* **YOUR OBJECTIVE**:
Copy the data below word for word, keeping every line in its original order.
════════════════════
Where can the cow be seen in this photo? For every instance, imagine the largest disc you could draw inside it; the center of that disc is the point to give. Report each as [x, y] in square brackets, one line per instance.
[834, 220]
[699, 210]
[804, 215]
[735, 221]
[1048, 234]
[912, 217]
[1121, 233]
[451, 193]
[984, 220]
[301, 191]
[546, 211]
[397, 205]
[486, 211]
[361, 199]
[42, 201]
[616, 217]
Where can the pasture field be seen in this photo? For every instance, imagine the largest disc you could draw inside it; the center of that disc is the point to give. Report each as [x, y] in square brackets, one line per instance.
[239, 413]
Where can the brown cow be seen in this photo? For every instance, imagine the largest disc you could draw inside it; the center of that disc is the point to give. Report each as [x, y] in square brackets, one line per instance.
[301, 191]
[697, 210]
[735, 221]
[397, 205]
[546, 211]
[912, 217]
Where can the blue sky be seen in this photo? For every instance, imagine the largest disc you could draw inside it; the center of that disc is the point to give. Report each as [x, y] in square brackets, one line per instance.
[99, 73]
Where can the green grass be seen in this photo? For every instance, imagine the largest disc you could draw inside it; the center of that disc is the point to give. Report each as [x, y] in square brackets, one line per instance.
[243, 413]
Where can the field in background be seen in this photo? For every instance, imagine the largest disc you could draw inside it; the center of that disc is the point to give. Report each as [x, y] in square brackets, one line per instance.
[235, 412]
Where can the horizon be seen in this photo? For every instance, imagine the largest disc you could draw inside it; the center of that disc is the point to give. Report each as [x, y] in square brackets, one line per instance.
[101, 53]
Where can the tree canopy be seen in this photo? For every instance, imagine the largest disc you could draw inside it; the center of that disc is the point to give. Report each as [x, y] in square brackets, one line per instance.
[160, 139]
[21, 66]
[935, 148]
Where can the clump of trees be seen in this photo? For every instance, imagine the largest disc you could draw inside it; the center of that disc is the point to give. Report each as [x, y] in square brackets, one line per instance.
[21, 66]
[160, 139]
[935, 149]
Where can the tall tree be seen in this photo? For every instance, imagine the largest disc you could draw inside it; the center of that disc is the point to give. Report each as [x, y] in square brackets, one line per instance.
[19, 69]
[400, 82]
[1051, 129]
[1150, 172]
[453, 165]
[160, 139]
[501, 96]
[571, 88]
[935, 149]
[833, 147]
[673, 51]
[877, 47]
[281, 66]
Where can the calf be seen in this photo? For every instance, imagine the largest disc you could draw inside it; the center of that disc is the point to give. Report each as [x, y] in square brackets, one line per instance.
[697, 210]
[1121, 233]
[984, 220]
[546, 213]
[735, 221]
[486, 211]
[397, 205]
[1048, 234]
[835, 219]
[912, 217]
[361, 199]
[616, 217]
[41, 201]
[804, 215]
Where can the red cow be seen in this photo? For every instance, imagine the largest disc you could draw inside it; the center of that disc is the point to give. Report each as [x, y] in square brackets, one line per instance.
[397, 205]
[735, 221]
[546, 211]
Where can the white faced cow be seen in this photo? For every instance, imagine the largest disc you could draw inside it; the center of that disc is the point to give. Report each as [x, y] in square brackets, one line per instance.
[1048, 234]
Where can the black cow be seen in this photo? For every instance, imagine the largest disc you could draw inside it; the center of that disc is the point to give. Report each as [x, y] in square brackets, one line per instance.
════════════════════
* **FINISHED EXERCISE**:
Where can the cow be seen in this photo? For every instance, imagine the largest disc you could draw inside it; the center of that disc is the point to give. Report each as [x, y] in square brackets, one line per instance.
[834, 220]
[699, 210]
[804, 215]
[735, 221]
[1048, 234]
[912, 217]
[1121, 233]
[451, 193]
[984, 220]
[301, 191]
[546, 211]
[397, 205]
[486, 211]
[361, 199]
[42, 201]
[616, 217]
Where can the pasture field be seen in this photo? For every instance, imagine the largest disc you could draw inside it; the center of that disc is the point to give. Report each as [x, y] in square brackets, one line per instance.
[239, 413]
Where can the brown cow be seen in this photo? For every instance, imagine the largest disc you could draw inside it; the center of that disc is the point to give. Report each as [x, y] in square brackets, one line per instance.
[301, 191]
[697, 210]
[735, 221]
[397, 205]
[546, 211]
[912, 217]
Where can the blue sky be seen in this photo? For every instance, imagine the largest disc you could draw inside it; the center of that disc is the point to give. Report each as [x, y] in square brackets, one line per instance.
[99, 73]
Where can the green grass be seen in this photo? For every instance, imagine the largest disc you could draw inside it; the center of that disc is the point to give. Report each as [x, y] in square brackets, one line per instance.
[243, 413]
Where can the field in background be seen in this photo? For every instance, imagine the largest disc you could draw inside it; the center of that disc is the point to give. Report each as [x, y] in square brackets, one line per instance.
[235, 412]
Where can the horizon be seen in this photo? For every instance, imagine the largest disc you could draw inside it; the center of that disc is the point to give. Report each as [x, y] in square brackets, one line per instance.
[101, 53]
Where can the tree canopy be seen in this photo? For every instance, imagine the largest disc you could draw inside it; the center of that disc is the point to give. Report each as [x, y] in square brackets, one line per instance.
[160, 139]
[21, 66]
[935, 148]
Where can the clump of trees be seen in this photo? For every instance, imagine the largest disc you could draw inside it; the center of that disc is the point to give. Report each as [x, y] in square brackets, one line per instance.
[21, 66]
[160, 139]
[935, 149]
Where can the tall tree be seen in this photo? For every instance, imagine the largest disc you could draw inside it; the center of that disc is the point to give. Report each as [x, y] in square brackets, one line per instance.
[19, 69]
[400, 82]
[1051, 129]
[1150, 172]
[453, 165]
[160, 139]
[501, 96]
[571, 88]
[935, 149]
[833, 147]
[673, 51]
[877, 47]
[281, 66]
Where can the calf be seen in this photo? For every instance, imagine the largest disc you could draw inside it; the center of that disc is the point to give. Report each as [x, y] in square brackets, one line per instance.
[697, 210]
[1121, 233]
[984, 220]
[546, 213]
[735, 221]
[486, 211]
[397, 205]
[1048, 234]
[835, 219]
[912, 217]
[361, 199]
[616, 217]
[41, 201]
[804, 215]
Where can the red cow be seen in this photo? For every instance, imagine the largest disc you could draw inside it; the center of that disc is the point to give. Report each as [x, y] in square brackets, one line per instance.
[397, 205]
[735, 221]
[546, 211]
Where can the white faced cow be seen in this photo? For every instance, imagine the largest disc you could draw inside it; the center of that disc is the point to give. Report each as [x, y] in square brackets, one line per instance.
[1048, 234]
Where can the black cow be seen in this photo? For every instance, imagine the largest disc you could draw inside it; the center of that disc is the point to give. Report each as [x, y] in square brackets, one line per instance.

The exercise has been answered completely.